▶ [Exercise prompt]
All of the entries should be written out again exactly.

(Referring expression data)
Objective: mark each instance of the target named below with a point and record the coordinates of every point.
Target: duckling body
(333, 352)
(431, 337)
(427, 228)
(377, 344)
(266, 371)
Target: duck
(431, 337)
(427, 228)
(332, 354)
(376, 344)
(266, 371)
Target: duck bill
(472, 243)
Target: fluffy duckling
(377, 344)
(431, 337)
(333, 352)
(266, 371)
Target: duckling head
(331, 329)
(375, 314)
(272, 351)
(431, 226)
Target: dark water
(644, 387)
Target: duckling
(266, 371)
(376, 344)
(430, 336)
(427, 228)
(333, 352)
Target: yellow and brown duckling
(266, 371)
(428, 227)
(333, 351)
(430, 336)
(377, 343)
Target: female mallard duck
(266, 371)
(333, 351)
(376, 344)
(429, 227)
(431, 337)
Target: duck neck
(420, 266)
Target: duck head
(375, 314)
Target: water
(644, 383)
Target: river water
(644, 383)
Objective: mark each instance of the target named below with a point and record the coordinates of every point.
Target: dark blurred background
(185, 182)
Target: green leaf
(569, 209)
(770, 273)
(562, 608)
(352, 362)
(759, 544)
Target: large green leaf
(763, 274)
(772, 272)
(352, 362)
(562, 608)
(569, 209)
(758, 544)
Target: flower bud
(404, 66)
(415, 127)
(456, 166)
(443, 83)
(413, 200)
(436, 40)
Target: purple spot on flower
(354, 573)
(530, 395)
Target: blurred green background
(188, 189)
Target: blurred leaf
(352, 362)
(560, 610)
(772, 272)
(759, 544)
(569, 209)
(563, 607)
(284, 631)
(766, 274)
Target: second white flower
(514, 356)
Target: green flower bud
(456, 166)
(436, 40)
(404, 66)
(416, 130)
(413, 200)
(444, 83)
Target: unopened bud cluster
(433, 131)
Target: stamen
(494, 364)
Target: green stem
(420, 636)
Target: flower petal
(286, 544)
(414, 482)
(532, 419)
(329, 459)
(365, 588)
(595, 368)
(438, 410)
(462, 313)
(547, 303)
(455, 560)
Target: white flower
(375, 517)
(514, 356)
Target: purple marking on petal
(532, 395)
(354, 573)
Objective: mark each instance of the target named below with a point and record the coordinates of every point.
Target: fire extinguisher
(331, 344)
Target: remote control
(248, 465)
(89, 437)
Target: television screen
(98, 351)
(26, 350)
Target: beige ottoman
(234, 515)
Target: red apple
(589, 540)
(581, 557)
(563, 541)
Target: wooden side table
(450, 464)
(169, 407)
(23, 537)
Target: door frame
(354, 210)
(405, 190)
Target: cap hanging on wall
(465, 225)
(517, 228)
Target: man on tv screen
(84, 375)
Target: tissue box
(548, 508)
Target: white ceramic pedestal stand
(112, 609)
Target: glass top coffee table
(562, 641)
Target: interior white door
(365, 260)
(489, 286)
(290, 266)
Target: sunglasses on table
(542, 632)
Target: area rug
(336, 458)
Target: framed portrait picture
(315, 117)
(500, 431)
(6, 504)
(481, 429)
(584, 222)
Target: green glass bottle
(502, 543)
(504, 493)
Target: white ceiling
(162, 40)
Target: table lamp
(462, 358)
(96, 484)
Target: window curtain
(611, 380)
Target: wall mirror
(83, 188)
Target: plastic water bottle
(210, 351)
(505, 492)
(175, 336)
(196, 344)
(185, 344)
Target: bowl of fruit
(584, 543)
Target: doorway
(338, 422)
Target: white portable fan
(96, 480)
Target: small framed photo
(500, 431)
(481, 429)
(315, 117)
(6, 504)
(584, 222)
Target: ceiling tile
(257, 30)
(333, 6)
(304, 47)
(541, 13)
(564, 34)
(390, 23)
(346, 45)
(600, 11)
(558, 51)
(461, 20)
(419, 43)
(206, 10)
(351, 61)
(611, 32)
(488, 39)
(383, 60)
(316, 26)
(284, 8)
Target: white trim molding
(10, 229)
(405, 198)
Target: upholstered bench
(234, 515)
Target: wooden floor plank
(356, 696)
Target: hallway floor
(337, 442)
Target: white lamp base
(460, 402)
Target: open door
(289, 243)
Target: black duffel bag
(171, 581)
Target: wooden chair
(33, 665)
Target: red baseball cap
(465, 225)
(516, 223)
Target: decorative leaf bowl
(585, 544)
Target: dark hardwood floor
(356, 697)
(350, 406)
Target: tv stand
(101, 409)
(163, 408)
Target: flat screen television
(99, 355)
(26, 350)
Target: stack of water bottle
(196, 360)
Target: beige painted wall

▶ [Solution to the problem]
Objective: mark each instance of the target named below with a point and record the coordinates of every point.
Target: duckling body
(333, 352)
(431, 337)
(427, 228)
(377, 344)
(266, 371)
Target: duck
(431, 337)
(427, 228)
(332, 354)
(376, 344)
(266, 371)
Target: duck bill
(472, 243)
Target: fluffy duckling
(377, 344)
(431, 337)
(333, 352)
(266, 371)
Target: duckling head
(331, 329)
(375, 314)
(272, 351)
(431, 226)
Target: dark water
(644, 387)
Target: duckling
(266, 371)
(376, 344)
(430, 336)
(427, 228)
(333, 352)
Target: yellow and brown duckling
(266, 371)
(428, 227)
(333, 351)
(430, 336)
(377, 343)
Target: female mallard duck
(266, 371)
(333, 351)
(376, 344)
(429, 227)
(431, 337)
Target: duck neck
(420, 266)
Target: duck head
(375, 314)
Target: water
(644, 383)
Target: river water
(644, 383)
Objective: mark each instance of the target named below with a point and record the coordinates of every point.
Target: dark blurred background
(185, 182)
Target: green leaf
(569, 209)
(770, 273)
(562, 608)
(352, 362)
(759, 544)
Target: large green leaf
(763, 274)
(772, 272)
(352, 362)
(562, 608)
(569, 209)
(758, 544)
Target: flower bud
(404, 66)
(415, 127)
(456, 166)
(443, 83)
(413, 200)
(436, 40)
Target: purple spot on flower
(354, 573)
(530, 395)
Target: blurred green background
(188, 189)
Target: blurred leaf
(352, 362)
(560, 610)
(772, 272)
(759, 544)
(569, 209)
(563, 607)
(284, 631)
(766, 274)
Target: second white flower
(514, 356)
Target: green flower bud
(456, 166)
(436, 40)
(404, 66)
(416, 130)
(413, 200)
(444, 83)
Target: unopened bud cluster
(433, 131)
Target: stamen
(494, 364)
Target: green stem
(420, 636)
Target: flower petal
(286, 544)
(414, 482)
(532, 419)
(329, 459)
(365, 588)
(595, 368)
(438, 410)
(462, 313)
(547, 303)
(455, 560)
Target: white flower
(375, 517)
(514, 356)
Target: purple marking on petal
(532, 395)
(354, 573)
Objective: mark each instance of the target named below with a point and record the coordinates of every point.
Target: fire extinguisher
(331, 344)
Target: remote control
(248, 465)
(89, 437)
Target: television screen
(98, 351)
(26, 350)
Target: beige ottoman
(234, 515)
Target: red apple
(589, 540)
(581, 557)
(563, 541)
Target: wooden side table
(450, 464)
(169, 407)
(23, 537)
Target: door frame
(354, 210)
(405, 190)
Target: cap hanging on wall
(465, 225)
(517, 228)
Target: man on tv screen
(84, 375)
Target: tissue box
(548, 508)
Target: white ceramic pedestal stand
(112, 609)
Target: glass top coffee table
(562, 641)
Target: interior white door
(365, 260)
(489, 286)
(290, 266)
Target: sunglasses on table
(542, 632)
Target: area rug
(336, 458)
Target: framed portrait picture
(315, 117)
(500, 431)
(6, 504)
(481, 429)
(584, 222)
Target: green glass bottle
(502, 543)
(504, 493)
Target: white ceiling
(162, 40)
Target: table lamp
(462, 358)
(96, 484)
Target: window curtain
(611, 380)
Target: wall mirror
(83, 188)
Target: plastic water bottle
(210, 351)
(505, 492)
(175, 336)
(196, 344)
(185, 344)
Target: bowl of fruit
(584, 543)
Target: doorway
(338, 422)
Target: white portable fan
(96, 480)
Target: small framed photo
(500, 431)
(481, 429)
(315, 117)
(6, 504)
(584, 222)
Target: ceiling tile
(257, 30)
(333, 6)
(304, 47)
(541, 13)
(564, 34)
(390, 23)
(346, 45)
(600, 11)
(558, 51)
(461, 20)
(419, 43)
(206, 10)
(351, 61)
(611, 32)
(488, 39)
(383, 60)
(316, 26)
(284, 8)
Target: white trim molding
(10, 229)
(405, 198)
Target: upholstered bench
(234, 515)
Target: wooden floor plank
(356, 696)
Target: hallway floor
(337, 442)
Target: white lamp base
(460, 402)
Target: open door
(289, 243)
Target: black duffel bag
(171, 581)
Target: wooden chair
(33, 665)
Target: red baseball cap
(465, 225)
(516, 223)
Target: decorative leaf bowl
(585, 544)
Target: dark hardwood floor
(356, 697)
(350, 406)
Target: tv stand
(101, 409)
(163, 408)
Target: flat screen television
(99, 355)
(26, 350)
Target: stack of water bottle
(196, 360)
Target: beige painted wall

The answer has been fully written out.